What is being asked - Reproduce, word for word, the part of the post about the writer's early musical life that opens with the words containing "We would sit" and closes with "little practical use.".

Passage -
↓↓↓

The Soundtrack of TB’s Life (The Early Years)

Quote of the Day:

“At Haggerty’s and Swami’s
Pacific Palisades
San Onofre and Sunset
Redondo Beach, L.A.
All over La Jolla
At Waiamea Bay,

Everybody’s gone surfin’, Surfin’ USA….” –the Beach Boys

In TB’s recent plea for help in the shaping of the Little Scamp’s musical future, I was surprised and touched by the response from the various realms where these ramblin’s are read. It seems I am not the first parent to take a moment away from worrying about a child’s runny nose, disdain for veggies or the boys she’ll meet in ten years or college funding, or her family history of heart disease….etc….to focus a bit of the neurosis on her development in the field of good tunage.

I was replying to an email sent by a friend of the blog just this morning on the subject as a matter of fact. Prone to digression in the outside universe the same as in the TBU, I found myself suddenly recounting the earliest influences of my own musical life. My brother is ten years older than I, and a lifelong music aficionado. We haven’t seen each other in many years, so long in fact that in my mind’s eye he is yet sixteen years old while to him, no doubt, I am but six. It was my teenage brother in the mid to late 1970’s who provided the early influences on my own musical tastes.

We would sit in his room with the black light of his closet reflecting strangely against a newly acquired STOP sign, when he would let me, and listen to his tunes. I had to stay quiet even though the music was loud. It didn’t make sense and it was hard to do, but rules was rules. By the shadowy light of shrouded lamp, Bill would hold his album covers gently by the edges absorbing all the details in the liner notes and credits. Memory fails me on whether I was ever allowed, with his knowledge, to put my own grubby little digits on them. I do know he taught me how to handle the records themselves and somehow impressed upon me the urgency of proper handling and scratch-free sound. Knowledge I was proud to have, but in the long run was of little practical use.

↑↑↑

Information provided -
↓↓↓

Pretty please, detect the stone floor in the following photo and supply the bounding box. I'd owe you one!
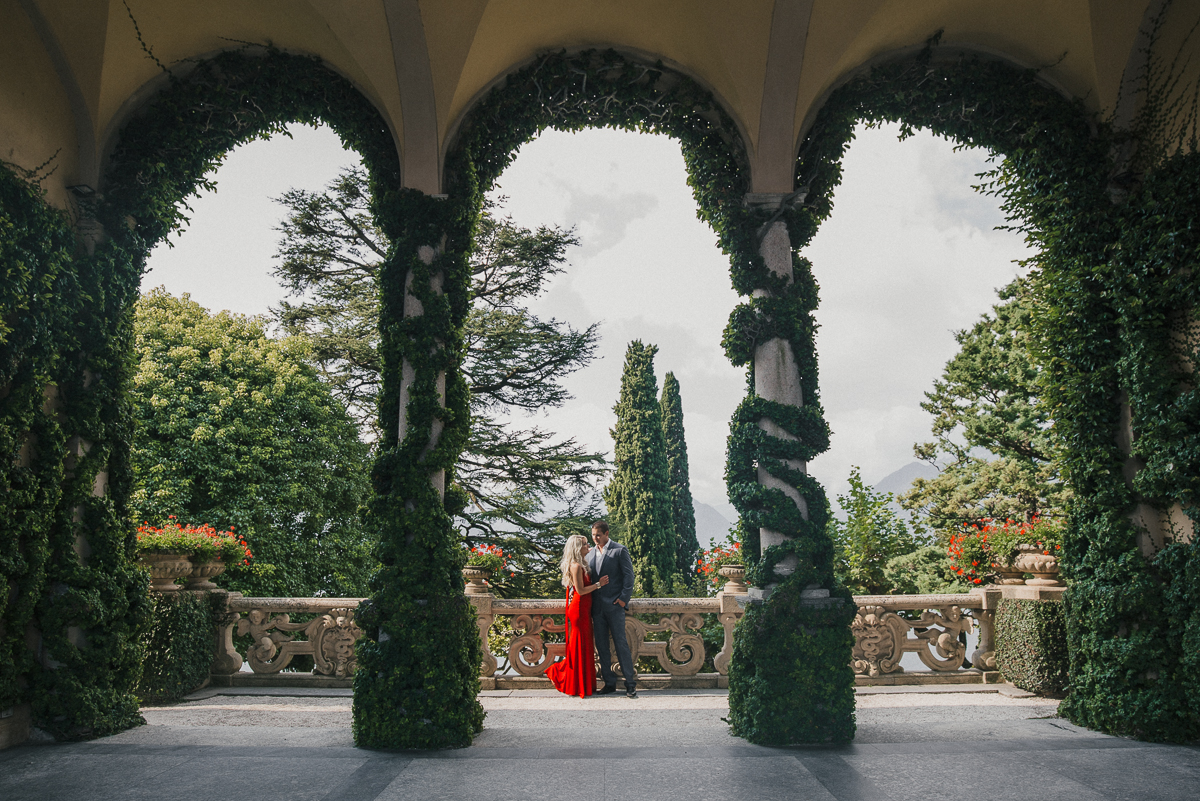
[0,687,1200,801]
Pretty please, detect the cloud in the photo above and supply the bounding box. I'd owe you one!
[566,187,659,257]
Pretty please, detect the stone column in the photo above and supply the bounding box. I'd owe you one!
[746,194,809,576]
[400,245,446,498]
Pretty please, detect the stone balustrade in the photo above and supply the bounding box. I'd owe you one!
[211,592,364,683]
[212,582,1062,689]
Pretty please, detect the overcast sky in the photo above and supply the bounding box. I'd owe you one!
[143,118,1027,519]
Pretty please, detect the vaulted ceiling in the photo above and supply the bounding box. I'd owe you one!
[0,0,1200,206]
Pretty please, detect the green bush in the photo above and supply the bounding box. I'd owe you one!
[996,600,1068,697]
[134,592,220,701]
[726,582,856,746]
[883,546,971,595]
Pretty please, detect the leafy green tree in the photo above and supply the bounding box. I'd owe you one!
[275,169,607,596]
[900,278,1068,540]
[659,373,700,579]
[131,288,374,596]
[829,466,920,595]
[604,339,676,595]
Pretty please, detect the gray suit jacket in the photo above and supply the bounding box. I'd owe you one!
[588,540,634,609]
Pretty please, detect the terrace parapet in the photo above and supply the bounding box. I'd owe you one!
[211,584,1066,689]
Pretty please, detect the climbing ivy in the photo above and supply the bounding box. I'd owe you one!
[787,29,1200,740]
[0,48,436,737]
[445,50,853,742]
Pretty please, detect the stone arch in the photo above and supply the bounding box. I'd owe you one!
[794,35,1097,243]
[442,44,751,189]
[0,49,400,737]
[97,47,401,260]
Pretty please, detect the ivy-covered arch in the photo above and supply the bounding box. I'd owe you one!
[0,48,412,739]
[790,37,1200,740]
[422,50,853,742]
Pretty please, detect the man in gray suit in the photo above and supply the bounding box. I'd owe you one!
[588,520,637,698]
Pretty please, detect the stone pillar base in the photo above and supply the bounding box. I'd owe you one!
[0,704,34,751]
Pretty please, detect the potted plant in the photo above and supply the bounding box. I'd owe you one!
[1013,518,1063,586]
[462,546,509,595]
[180,525,253,590]
[138,516,253,592]
[696,540,746,592]
[138,523,192,592]
[947,518,1025,584]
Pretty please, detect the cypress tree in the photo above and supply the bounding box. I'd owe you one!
[604,339,676,595]
[659,373,700,578]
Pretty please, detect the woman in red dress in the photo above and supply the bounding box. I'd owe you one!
[546,534,608,698]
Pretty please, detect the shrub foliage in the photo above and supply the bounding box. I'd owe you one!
[996,600,1068,697]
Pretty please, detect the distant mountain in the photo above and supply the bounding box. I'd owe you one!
[874,462,937,523]
[691,498,733,550]
[875,462,937,495]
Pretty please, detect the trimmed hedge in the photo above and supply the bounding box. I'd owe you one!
[996,600,1069,698]
[134,592,223,703]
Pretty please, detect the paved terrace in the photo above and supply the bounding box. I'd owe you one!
[0,687,1200,801]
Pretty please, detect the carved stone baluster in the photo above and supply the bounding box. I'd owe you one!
[971,590,1001,670]
[713,582,745,676]
[209,590,242,676]
[467,592,497,689]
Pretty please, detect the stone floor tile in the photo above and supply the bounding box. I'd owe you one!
[1028,743,1200,801]
[600,753,835,801]
[846,742,1105,801]
[376,758,604,801]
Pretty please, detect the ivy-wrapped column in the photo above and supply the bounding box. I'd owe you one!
[726,195,854,745]
[353,189,484,748]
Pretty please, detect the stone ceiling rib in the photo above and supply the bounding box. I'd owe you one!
[751,0,814,192]
[20,0,100,188]
[384,0,442,194]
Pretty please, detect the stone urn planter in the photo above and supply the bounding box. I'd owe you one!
[462,567,492,595]
[716,565,746,592]
[1013,546,1063,586]
[140,550,192,592]
[187,559,226,590]
[995,559,1025,586]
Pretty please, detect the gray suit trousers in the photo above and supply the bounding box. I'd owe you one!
[592,602,637,689]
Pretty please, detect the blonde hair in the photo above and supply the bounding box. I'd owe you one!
[558,534,592,586]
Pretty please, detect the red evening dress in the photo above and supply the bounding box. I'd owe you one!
[546,572,596,698]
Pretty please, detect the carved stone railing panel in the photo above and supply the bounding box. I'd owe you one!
[851,594,983,677]
[480,595,724,677]
[212,592,362,679]
[212,588,1022,679]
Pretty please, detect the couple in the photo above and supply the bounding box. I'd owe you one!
[546,520,637,698]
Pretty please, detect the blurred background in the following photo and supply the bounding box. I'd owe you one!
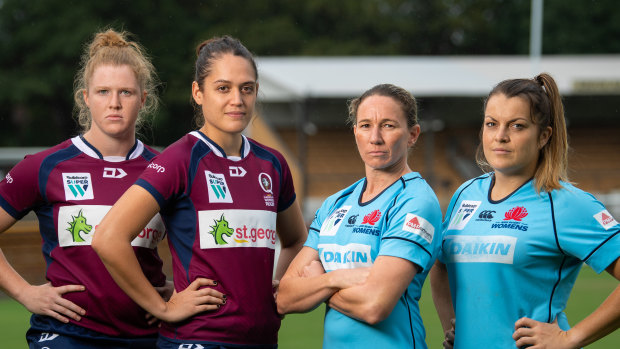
[0,0,620,346]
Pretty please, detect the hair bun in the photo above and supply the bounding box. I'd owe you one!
[88,29,129,57]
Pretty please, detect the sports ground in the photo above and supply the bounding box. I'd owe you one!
[0,266,620,349]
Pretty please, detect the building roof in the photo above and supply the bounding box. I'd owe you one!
[258,55,620,102]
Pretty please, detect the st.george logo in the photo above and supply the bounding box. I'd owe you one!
[209,213,235,245]
[62,173,95,201]
[205,171,233,203]
[67,210,93,242]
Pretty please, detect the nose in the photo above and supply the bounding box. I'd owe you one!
[110,93,121,109]
[230,89,243,105]
[495,127,510,143]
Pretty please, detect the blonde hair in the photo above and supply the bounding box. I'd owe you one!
[73,29,159,132]
[476,73,568,193]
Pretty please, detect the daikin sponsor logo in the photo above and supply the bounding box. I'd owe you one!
[198,210,277,249]
[443,235,517,264]
[318,243,372,271]
[57,205,166,248]
[594,210,618,230]
[319,206,351,236]
[448,200,482,230]
[62,173,95,201]
[205,171,233,203]
[403,213,435,244]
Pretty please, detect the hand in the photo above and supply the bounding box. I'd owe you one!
[271,280,280,299]
[18,282,86,323]
[512,317,579,349]
[145,280,175,325]
[332,267,370,289]
[158,278,226,322]
[301,260,325,278]
[443,319,456,349]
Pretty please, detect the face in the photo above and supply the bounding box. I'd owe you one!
[83,65,146,138]
[482,94,551,178]
[192,54,258,137]
[353,95,420,171]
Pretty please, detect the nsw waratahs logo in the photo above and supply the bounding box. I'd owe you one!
[67,210,93,242]
[209,214,235,245]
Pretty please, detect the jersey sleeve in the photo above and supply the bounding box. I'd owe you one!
[379,188,441,270]
[135,144,190,209]
[552,187,620,273]
[0,156,43,219]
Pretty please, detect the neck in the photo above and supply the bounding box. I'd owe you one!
[200,126,243,156]
[362,162,411,202]
[84,128,136,157]
[491,171,532,201]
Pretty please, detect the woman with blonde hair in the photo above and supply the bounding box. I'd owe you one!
[0,30,172,349]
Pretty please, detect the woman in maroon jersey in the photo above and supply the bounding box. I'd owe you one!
[0,30,172,349]
[93,36,307,349]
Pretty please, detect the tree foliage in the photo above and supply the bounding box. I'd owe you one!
[0,0,620,146]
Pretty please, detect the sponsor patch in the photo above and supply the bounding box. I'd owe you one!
[198,210,277,249]
[319,206,351,236]
[318,243,372,271]
[57,205,166,249]
[205,171,233,203]
[62,173,95,201]
[448,200,482,230]
[443,235,517,264]
[594,210,618,230]
[403,213,435,244]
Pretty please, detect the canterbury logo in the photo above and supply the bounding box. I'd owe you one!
[39,332,58,343]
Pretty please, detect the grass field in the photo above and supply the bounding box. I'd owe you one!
[0,267,620,349]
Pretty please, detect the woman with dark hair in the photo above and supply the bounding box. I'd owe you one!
[93,36,307,349]
[0,30,172,349]
[277,84,441,348]
[431,73,620,348]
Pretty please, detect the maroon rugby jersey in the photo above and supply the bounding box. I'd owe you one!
[0,136,166,337]
[136,131,295,345]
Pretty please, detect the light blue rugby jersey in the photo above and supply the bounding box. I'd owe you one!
[439,174,620,349]
[305,172,441,349]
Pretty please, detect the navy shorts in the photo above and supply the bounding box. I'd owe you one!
[26,329,157,349]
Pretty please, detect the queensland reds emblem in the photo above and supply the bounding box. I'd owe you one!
[258,172,273,194]
[504,206,527,222]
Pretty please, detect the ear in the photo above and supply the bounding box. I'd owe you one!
[192,81,202,105]
[82,89,90,108]
[407,125,420,148]
[538,126,553,150]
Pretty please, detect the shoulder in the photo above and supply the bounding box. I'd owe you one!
[248,137,286,164]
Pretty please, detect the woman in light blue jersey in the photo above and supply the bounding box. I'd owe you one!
[277,84,441,348]
[431,73,620,348]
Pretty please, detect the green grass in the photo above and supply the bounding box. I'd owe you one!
[0,266,620,349]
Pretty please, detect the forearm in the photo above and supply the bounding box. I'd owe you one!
[429,261,455,332]
[274,240,304,280]
[0,249,30,304]
[277,272,339,314]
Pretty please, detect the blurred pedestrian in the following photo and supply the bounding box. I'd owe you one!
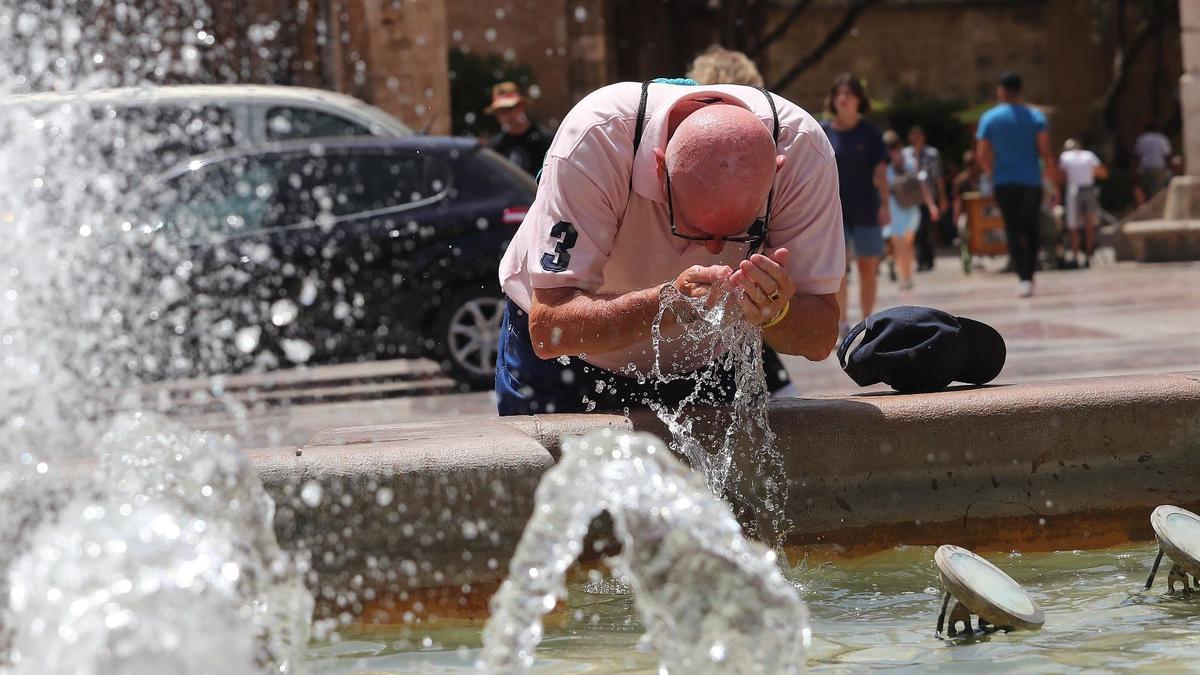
[976,72,1055,298]
[1058,138,1109,267]
[484,82,553,175]
[688,44,763,86]
[883,130,941,291]
[953,150,983,237]
[904,125,947,271]
[1133,121,1171,204]
[821,73,890,335]
[688,44,800,399]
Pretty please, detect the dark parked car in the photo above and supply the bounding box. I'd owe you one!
[139,136,535,388]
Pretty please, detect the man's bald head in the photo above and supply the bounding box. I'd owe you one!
[666,104,776,237]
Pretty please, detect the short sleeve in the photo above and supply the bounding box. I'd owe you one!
[521,156,619,291]
[768,148,846,295]
[976,110,991,141]
[869,126,888,172]
[1031,108,1048,133]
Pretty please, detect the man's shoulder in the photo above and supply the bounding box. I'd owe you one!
[979,103,1008,126]
[551,82,641,156]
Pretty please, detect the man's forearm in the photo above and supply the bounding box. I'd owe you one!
[529,286,660,359]
[763,294,839,362]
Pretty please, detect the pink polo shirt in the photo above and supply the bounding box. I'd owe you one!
[500,82,846,372]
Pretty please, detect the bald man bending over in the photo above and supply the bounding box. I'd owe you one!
[496,83,845,414]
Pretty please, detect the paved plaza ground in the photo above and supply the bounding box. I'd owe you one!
[169,257,1200,447]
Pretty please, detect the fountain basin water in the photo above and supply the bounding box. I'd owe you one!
[0,374,1200,621]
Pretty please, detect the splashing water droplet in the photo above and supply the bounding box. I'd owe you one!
[271,298,300,327]
[300,480,324,508]
[234,325,263,354]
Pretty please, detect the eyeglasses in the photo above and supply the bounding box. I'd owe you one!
[662,167,775,258]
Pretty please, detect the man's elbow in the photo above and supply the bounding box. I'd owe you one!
[529,307,565,360]
[800,322,838,362]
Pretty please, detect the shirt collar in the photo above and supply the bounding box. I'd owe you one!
[634,84,754,203]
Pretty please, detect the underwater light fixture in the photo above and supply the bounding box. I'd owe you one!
[1146,504,1200,593]
[934,544,1045,638]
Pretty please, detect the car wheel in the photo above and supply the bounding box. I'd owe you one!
[436,284,504,389]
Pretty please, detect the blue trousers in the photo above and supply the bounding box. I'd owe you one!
[496,300,737,416]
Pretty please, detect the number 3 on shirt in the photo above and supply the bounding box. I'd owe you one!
[541,220,580,271]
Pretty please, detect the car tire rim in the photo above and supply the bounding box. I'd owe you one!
[448,297,504,377]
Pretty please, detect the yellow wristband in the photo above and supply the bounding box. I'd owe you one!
[762,298,792,330]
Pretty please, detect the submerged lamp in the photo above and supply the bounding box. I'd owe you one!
[934,544,1045,638]
[1146,504,1200,593]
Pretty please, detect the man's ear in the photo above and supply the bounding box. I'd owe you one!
[654,148,667,183]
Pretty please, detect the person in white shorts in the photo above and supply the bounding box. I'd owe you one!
[496,83,845,414]
[1058,138,1109,267]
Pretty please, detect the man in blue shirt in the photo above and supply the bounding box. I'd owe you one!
[976,72,1055,298]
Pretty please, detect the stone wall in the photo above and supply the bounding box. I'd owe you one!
[445,0,608,127]
[1180,0,1200,175]
[767,0,1108,142]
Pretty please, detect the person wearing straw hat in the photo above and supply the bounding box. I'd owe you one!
[484,82,551,175]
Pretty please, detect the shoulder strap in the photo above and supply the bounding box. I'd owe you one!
[634,82,650,155]
[755,86,779,145]
[629,80,650,192]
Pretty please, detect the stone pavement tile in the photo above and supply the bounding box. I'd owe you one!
[784,259,1200,395]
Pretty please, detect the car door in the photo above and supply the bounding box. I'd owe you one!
[154,155,297,375]
[278,147,449,360]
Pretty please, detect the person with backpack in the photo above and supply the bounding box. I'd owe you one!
[883,130,941,291]
[496,83,845,416]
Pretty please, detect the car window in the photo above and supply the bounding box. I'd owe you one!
[278,151,448,221]
[156,150,449,241]
[157,157,283,241]
[266,106,371,141]
[455,148,538,199]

↑↑↑

Task solution -
We would sit in his room with the black light of his closet reflecting strangely against a newly acquired STOP sign, when he would let me, and listen to his tunes. I had to stay quiet even though the music was loud. It didn’t make sense and it was hard to do, but rules was rules. By the shadowy light of shrouded lamp, Bill would hold his album covers gently by the edges absorbing all the details in the liner notes and credits. Memory fails me on whether I was ever allowed, with his knowledge, to put my own grubby little digits on them. I do know he taught me how to handle the records themselves and somehow impressed upon me the urgency of proper handling and scratch-free sound. Knowledge I was proud to have, but in the long run was of little practical use.